* BRANO SELEZIONATO

In Italia mancano i medici specialistici, dunque, e così ospedali e Asl, già da prima di Covid-19, hanno delegato il compito di reclutare personale alle coop private: “è come quando io ho avuto bisogno di una badante per mia madre sono andato in un'agenzia e ho chiesto mi serve una badante dal 1 al 31 agosto, oppure quando fai un catering e ti mandano i camerieri” è sempre il dotto Susi a parlare.

Ma medici e infermieri non sono come i camerieri, con tutto il rispetto per quest'ultimi.

“C'è un vulnus a mio modo di vedere” dice Andrea Benazzato responsabile associazione medici dirigenti in Veneto “perché non hanno modo di vedere chi sono i medici della cooperativa perché la selezione la fa la cooperativa ”

Come fanno la selezione le cooperative? Adele Grossi ha fatto finta di essere un medico e ha provato a candidarsi: anche se non si hanno esperienze nel settore, la branca del pronto soccorso è l'unica – dice il selezionatore – che permette di inserire professionisti anche non specialisti.

Ovvero inserire nelle strutture di primo soccorso persone senza esperienza: negli ordini di servizio delle strutture si legge dunque “medico coop”, una sigla senza nemmeno un nome e un cognome.

Senza nemmeno sapere se il collega medico, somministrato dalle cooperative, che ti sta affiancando ha veramente una specialità, forse non lo sa nemmeno il primario.

Come siamo arrivati a questo, dopo aver visto coi nostri occhi gli effetti della prima ondata di Covid?

Perché non sono stati rinforzati i pronto soccorsi e i presidi territoriali (dove ci sono) per tempo?

Si torna al solito problema, mancano i medici: mancano da almeno cinque anni e gli aumenti non sono stati nemmeno previsti dalla riforma di un anno fa per ridurre i tempi di attesa e promettendo standard di cura più elevati.

Chiara Pivetti – segretaria dell'associazione medici dirigenti in Piemonte- racconta di come in questi anni nulla sia cambiato, si continuano ad avere code dei pazienti, difficoltà a ricoverarli, burnout del personale che chiede di andare via.

Il perno delle nuove norme è via i codici bianco, verde, giallo e rosso per passare ai numeri, dall'uno (l livello più grave) al cinque, con tempi massimi di attesa predeterminati, accesso immediato in emergenza, quindici minuti per il codice due, 60 per il tre, 120 minuti per il codice 4, e per il 5 l'utente non deve aspettare oltre le 4 ore.

E se l'utente aspetta cinque ore invece? Non succede niente, è una presa in giro per gli utenti.

“Se non si riesce a migliorare l'organizzazione del territorio, l'organizzazione dell'ospedale, soprattutto aumentare il personale, rimane tutto su carta, l'organizzazione non potrà che peggiorare” - commenta Chiara Pivetti.

Sulla carta è rimasto anche il ticket, previsto dalla maggior parte delle regioni a carico dell'utente che va in pronto soccorso senza reali urgenze e a cui viene assegnato il codice bianco, oggi codidce 5.

* MATERIALE FORNITO
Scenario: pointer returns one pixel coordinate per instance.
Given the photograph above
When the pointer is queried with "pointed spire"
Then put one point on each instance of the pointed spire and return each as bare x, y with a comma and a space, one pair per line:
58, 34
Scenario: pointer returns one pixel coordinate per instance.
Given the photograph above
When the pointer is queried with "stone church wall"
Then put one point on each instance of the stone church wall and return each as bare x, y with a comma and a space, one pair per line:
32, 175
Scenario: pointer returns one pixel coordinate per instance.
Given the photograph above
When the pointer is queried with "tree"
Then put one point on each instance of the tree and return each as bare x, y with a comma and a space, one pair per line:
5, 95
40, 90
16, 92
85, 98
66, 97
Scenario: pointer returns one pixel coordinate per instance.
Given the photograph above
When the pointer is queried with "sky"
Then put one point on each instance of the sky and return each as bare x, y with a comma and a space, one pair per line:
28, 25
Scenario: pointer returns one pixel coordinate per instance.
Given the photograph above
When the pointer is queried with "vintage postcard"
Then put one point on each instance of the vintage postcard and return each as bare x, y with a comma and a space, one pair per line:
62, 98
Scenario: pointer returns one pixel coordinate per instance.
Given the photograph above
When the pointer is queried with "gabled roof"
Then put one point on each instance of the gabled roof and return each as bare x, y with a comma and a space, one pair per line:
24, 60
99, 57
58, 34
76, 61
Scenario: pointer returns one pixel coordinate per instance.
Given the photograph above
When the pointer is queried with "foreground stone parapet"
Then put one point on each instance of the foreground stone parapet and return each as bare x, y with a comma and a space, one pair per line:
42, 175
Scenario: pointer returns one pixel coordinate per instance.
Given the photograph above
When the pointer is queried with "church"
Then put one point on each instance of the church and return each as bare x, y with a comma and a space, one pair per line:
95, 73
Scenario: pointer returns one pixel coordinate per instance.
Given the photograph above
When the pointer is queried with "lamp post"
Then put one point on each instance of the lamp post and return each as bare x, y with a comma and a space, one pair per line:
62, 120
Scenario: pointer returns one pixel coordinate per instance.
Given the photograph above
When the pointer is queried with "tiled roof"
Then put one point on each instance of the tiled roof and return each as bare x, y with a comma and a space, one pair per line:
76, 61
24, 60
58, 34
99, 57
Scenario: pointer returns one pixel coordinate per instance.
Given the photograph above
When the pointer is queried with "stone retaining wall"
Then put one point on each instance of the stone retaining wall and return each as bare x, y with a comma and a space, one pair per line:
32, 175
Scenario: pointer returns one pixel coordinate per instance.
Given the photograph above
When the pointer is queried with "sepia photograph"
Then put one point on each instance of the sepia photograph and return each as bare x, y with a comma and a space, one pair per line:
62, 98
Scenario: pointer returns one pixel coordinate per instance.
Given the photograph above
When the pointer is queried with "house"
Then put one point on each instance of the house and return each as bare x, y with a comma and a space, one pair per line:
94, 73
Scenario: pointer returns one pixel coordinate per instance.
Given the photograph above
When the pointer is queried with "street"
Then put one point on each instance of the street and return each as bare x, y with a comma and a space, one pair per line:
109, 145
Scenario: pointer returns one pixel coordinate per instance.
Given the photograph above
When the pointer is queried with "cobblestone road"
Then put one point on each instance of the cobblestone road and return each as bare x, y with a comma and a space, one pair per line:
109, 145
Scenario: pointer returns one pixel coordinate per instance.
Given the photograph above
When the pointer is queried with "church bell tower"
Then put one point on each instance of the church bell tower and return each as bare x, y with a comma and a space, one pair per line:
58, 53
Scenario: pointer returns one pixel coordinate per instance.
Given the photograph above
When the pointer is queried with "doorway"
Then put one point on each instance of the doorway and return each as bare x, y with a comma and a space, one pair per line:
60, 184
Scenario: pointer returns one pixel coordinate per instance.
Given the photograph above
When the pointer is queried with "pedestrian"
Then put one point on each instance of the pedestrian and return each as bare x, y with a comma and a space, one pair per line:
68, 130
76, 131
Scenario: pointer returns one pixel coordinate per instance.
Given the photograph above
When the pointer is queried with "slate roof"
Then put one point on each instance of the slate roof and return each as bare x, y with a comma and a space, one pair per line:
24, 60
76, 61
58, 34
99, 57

---

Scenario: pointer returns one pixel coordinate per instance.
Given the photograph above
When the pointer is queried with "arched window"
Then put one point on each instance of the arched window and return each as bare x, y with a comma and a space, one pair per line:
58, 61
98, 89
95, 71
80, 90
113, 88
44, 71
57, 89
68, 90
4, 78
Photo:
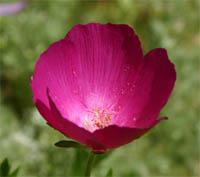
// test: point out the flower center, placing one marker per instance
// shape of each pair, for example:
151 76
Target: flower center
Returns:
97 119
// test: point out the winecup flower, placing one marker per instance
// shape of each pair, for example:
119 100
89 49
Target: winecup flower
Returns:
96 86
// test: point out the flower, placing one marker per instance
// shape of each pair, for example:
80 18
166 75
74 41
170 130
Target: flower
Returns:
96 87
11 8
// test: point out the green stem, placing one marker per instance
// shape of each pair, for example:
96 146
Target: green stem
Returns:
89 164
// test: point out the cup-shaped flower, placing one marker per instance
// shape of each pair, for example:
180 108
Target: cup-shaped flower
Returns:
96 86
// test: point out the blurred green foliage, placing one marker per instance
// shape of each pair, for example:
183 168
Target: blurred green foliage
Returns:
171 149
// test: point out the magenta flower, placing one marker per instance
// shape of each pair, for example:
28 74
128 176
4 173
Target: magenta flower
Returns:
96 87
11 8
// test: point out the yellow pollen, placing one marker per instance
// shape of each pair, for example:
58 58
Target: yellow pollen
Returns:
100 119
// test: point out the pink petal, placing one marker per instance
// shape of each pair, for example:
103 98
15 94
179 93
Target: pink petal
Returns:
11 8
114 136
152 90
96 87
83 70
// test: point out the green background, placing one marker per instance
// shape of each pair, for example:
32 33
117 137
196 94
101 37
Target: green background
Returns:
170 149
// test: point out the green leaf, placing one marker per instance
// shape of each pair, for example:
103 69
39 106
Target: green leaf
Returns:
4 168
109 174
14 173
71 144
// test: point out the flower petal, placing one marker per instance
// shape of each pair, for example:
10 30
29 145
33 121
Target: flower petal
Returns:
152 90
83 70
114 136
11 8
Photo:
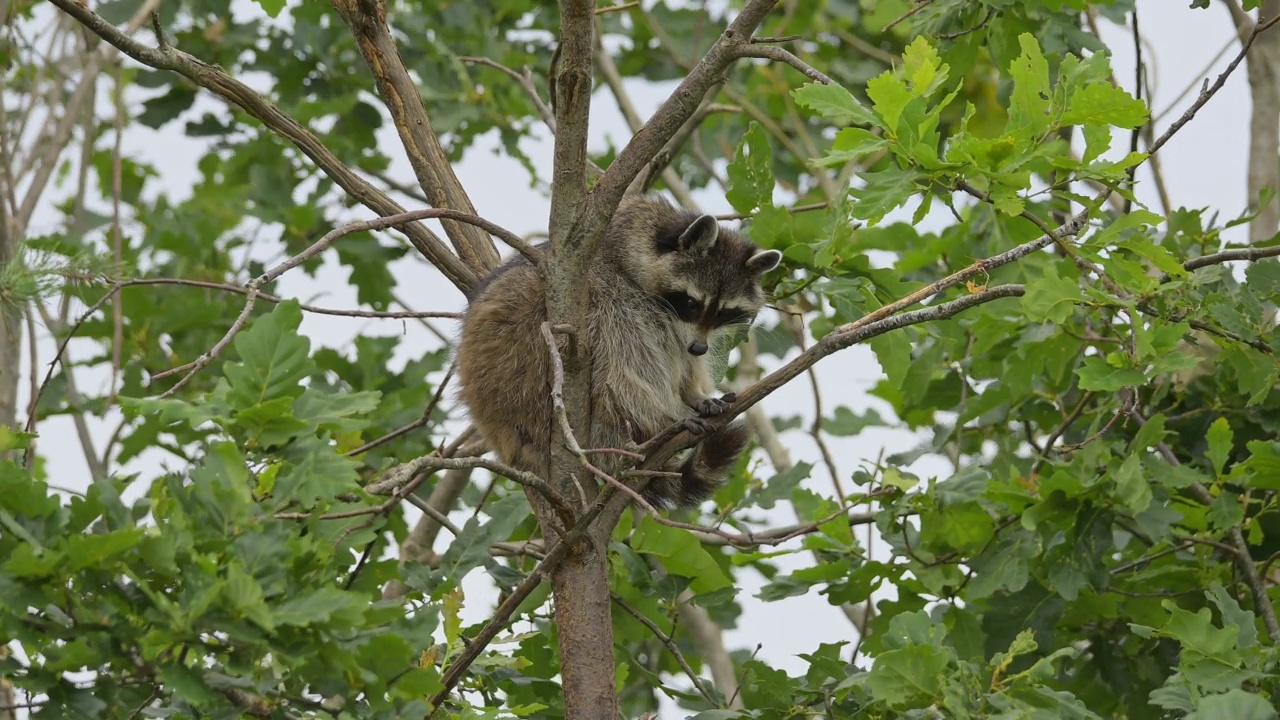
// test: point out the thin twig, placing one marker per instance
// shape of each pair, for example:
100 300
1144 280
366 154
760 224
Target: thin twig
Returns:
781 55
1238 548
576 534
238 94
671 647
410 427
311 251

...

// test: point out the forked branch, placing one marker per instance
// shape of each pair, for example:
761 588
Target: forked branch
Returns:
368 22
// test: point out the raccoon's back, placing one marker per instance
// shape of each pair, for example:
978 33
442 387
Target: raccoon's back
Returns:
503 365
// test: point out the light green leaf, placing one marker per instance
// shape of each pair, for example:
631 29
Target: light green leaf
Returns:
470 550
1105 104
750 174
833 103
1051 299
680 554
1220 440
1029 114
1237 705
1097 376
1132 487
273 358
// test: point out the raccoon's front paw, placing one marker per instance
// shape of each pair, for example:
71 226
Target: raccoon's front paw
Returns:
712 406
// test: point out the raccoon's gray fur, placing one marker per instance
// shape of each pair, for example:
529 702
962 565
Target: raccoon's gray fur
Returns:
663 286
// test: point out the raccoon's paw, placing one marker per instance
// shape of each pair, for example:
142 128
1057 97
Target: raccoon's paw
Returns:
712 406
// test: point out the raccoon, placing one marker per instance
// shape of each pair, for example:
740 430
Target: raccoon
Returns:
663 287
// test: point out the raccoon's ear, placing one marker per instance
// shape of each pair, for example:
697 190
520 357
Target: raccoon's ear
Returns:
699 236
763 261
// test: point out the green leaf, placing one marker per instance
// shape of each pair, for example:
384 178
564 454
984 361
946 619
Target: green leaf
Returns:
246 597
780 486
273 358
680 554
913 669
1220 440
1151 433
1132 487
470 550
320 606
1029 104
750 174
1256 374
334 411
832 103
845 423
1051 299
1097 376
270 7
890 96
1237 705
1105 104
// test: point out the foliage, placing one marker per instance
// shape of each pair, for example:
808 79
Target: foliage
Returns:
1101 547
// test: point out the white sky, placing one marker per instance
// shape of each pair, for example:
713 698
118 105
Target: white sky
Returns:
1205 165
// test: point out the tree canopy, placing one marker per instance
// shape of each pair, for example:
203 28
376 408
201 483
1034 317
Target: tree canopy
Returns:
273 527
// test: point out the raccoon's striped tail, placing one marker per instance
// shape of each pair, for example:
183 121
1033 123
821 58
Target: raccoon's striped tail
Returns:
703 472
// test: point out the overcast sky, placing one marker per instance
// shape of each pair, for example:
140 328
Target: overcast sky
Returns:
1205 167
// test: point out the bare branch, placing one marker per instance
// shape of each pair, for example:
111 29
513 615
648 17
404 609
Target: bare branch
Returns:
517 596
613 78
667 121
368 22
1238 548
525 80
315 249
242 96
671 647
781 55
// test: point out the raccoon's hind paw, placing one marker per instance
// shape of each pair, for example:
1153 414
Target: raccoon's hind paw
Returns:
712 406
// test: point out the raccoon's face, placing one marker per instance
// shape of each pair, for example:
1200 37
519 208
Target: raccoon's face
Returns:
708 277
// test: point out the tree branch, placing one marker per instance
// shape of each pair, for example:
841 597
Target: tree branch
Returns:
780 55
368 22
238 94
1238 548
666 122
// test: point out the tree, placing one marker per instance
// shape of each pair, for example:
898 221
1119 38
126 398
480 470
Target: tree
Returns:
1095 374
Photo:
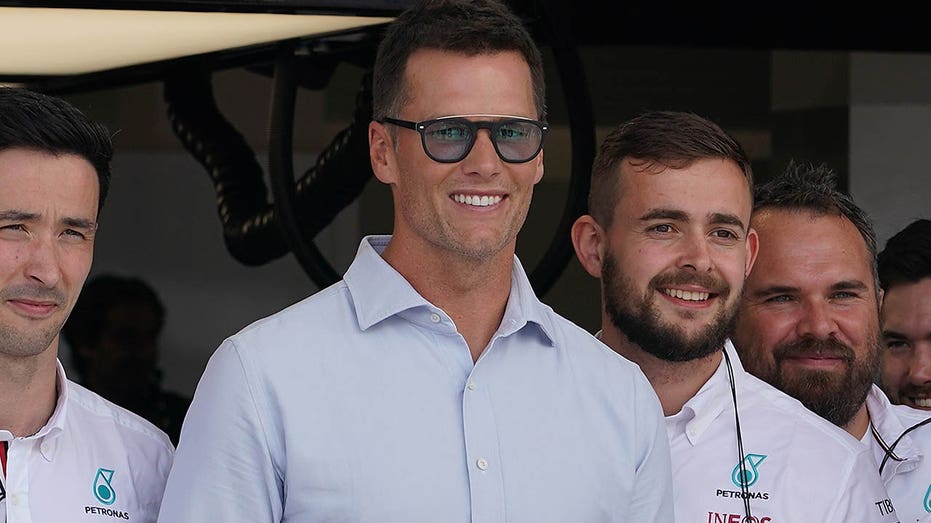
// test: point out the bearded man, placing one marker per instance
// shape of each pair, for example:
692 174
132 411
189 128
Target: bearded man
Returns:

* LE TUE ISTRUZIONI
Ripeti parola per parola il tratto del brano selezionato che parte dalle parole “Ovvero inserire nelle” e si ferma dopo “e un cognome.”.

* SOLUZIONE DEL PROBLEMA
Ovvero inserire nelle strutture di primo soccorso persone senza esperienza: negli ordini di servizio delle strutture si legge dunque “medico coop”, una sigla senza nemmeno un nome e un cognome.